_Passage given_:
● ● ●

Serving up Cartesians with symmetry operations (necessarily fractional) seems odd to me.

Indeed it is odd; good point!

  • For anyone wanting to convert back from Cartesians to the original fractional coordinates (alas!)

As I understand, the fractional coordinates were discussed but not yet described.

Should we make an issue for this?

@sauliusg
Copy link
Contributor Author

  • Personally, I would prefer ITA number + H-M + operations. The ITA number and H-M would both be valuable for searches

I agree. Does this mean that we lean towards more complete solution (2) (which would also leave the currently merged Hall symbols, which there should be if we add H-M)?

@sauliusg
Copy link
Contributor Author

There is also option 3:

3. IT number, symops list and **one** of [Hall, HM, Schönflies] symbols (the same one for all databases).

But what should we do if a client requests both H-M and Hall?

This way the database implementers only have to worry about dealing with a single set of space group symbols and the conversion between different notations is dedicated to the clients. Having multiple alternative representations as proposed in (2) seems to have a high risk of leading to internal contradictions.

I think resolving contraditions is relatively easy:

Mandate (suggest) the search order:

  • if symops are given, use symops;
  • else, if Hall symbol is given, use the Hall symbol to look up or derive symops;
  • else, if universal H-M symbol is given, use that symbol to look up symops in your tables;
  • else, use either H-M or ITC number to look up the space group, assume standard setting.

Of course the symbols SHOULD encode non-contradictory information (i.e. symops, ITC number and space group symbols SHOULD all point to the same space group).

Seems unambiguous?

@merkys
Copy link
Member

merkys commented Jun 16, 2022

@sauliusg

As I understand, the fractional coordinates were discussed but not yet described.

Should we make an issue for this?

There is already a PR #206 for introduction of fractional coordinates.

@sauliusg
Copy link
Contributor Author

@sauliusg

As I understand, the fractional coordinates were discussed but not yet described.
Should we make an issue for this?

There is already a PR #206 for introduction of fractional coordinates.

OK then, not needed. I only search Issues, not PR's ;)

@vaitkus
Copy link
Contributor

vaitkus commented Jun 16, 2022

@sauliusg

But what should we do if a client requests both H-M and Hall?

If we explicitly choose a single space group symbol notation that all databases should implement (e.g. H-M) then such a query will simply be an invalid one.

I think resolving contraditions is relatively easy:

Mandate (suggest) the search order:

  • if symops are given, use symops;
  • else, if Hall symbol is given, use the Hall symbol to look up or derive symops;
  • else, if universal H-M symbol is given, use that symbol to look up symops in your tables;
  • else, use either H-M or ITC number to look up the space group, assume standard setting.

● ● ●

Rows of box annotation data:
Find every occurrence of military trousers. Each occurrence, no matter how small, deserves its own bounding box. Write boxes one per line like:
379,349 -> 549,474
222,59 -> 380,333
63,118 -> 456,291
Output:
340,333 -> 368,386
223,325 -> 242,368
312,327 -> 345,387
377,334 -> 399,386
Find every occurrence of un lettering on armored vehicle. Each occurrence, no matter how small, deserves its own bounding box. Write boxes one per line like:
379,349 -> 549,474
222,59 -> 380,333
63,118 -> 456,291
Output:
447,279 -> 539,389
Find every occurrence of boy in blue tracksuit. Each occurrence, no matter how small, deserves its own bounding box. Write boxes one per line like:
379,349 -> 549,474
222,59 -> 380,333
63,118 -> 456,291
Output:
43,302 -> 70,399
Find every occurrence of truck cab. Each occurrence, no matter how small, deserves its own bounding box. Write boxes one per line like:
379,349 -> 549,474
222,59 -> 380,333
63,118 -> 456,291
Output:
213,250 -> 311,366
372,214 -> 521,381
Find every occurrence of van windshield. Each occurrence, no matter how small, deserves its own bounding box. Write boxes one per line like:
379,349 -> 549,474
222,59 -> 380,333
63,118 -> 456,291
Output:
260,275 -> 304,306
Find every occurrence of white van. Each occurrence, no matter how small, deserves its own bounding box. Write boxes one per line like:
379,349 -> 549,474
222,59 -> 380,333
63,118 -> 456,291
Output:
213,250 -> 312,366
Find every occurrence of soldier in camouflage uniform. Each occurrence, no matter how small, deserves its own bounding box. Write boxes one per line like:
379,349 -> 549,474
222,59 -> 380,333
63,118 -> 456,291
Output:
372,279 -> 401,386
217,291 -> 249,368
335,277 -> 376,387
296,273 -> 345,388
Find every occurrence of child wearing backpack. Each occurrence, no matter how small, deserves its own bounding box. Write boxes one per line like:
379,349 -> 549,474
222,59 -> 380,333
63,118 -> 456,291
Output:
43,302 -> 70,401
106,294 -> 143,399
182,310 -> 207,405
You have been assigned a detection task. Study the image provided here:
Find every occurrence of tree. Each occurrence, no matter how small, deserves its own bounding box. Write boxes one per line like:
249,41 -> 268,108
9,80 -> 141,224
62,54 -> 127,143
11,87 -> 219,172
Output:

● ● ●

_Exercise 1_:
In the rows, substitute "parked van" for "white van" from the line with "Find every occurrence of white" to the line with "213,250 -> 312,366", and return only those lines.
_Exercise 2_:
Pick up the discussion of space group symbols after its last line and carry it forward.

_Exercise result 1_:
Find every occurrence of parked van. Each occurrence, no matter how small, deserves its own bounding box. Write boxes one per line like:
379,349 -> 549,474
222,59 -> 380,333
63,118 -> 456,291
Output:
213,250 -> 312,366

_Exercise result 2_:
I think that each of these fields serve a slightly different purpose and that we should not mandate any hierarchy/lookup order nor assume anything. From my point of view:

  • Symmetry operations (symops). The most complete way of describing a space group with a specific setting and origin. However, it cannot be queried in a convenient way.
  • IT number. The least specific way of describing a space group (no setting, no origin), but still conveys a lot of important information (e.g., is the molecule a racemate). It is extremely easy to query (single number in the range of 1--230).
  • H-M/Hall symbol. Probably falls somewhere in between symops and IT number in regards to describing the space group. It is much easier to read and query than symops, but may not convey certain aspects of the space group (e.g., origin). Though, according to @BobHanson it may be possible to provide a complete description using the Hall symbol (and maybe a universal H-M symbol?).

Under this approach H-M and Hall symbol have the same purpose and thus there is no need for the servers to provide them both, but only the one defined in the specification (which we have not chosen yet). A client, however, is free to implement a conversion between this and any other desired space group notation. Or do we want H-M and Hall symbol to serve different purposes?

@merkys
Copy link
Member

merkys commented Jun 16, 2022

@vaitkus

If I am not mistaken, one of the initial ideas that @merkys had was to provide Hall symbols only for entries with symop sets that are explicitly described in ITC tables (this would cover about 99% of the COD).

Indeed. I believe I was echoing someone's else's idea though.

@rartino
Copy link
Contributor

rartino commented Jun 16, 2022

Basically, for structures that are experimental determinations (most of COD and most of ICSD), it just seems a bit odd to do all this conversion to Cartesians for delivery only to have to convert back to fractional.

There is already a PR #206 for introduction of fractional coordinates.

This was the first place where we realized that "just adding support also for fractional coordinates" was taking us in a direction where databases could choose to support either one, which would be terrible for clients. Let us just figure out how we best express a "support level" that says: "You may provide fractional coordinates in fractional_site_positions, however, if you do, you MUST also support cartesian_site_positions. Then we can use the same mechanism for, e.g., allowing the Hall symbol but in that case force symops to be given.

Does anyone see a drawback with supporting multiple fields with overlapping purposes if we add these kind of "dependencies"?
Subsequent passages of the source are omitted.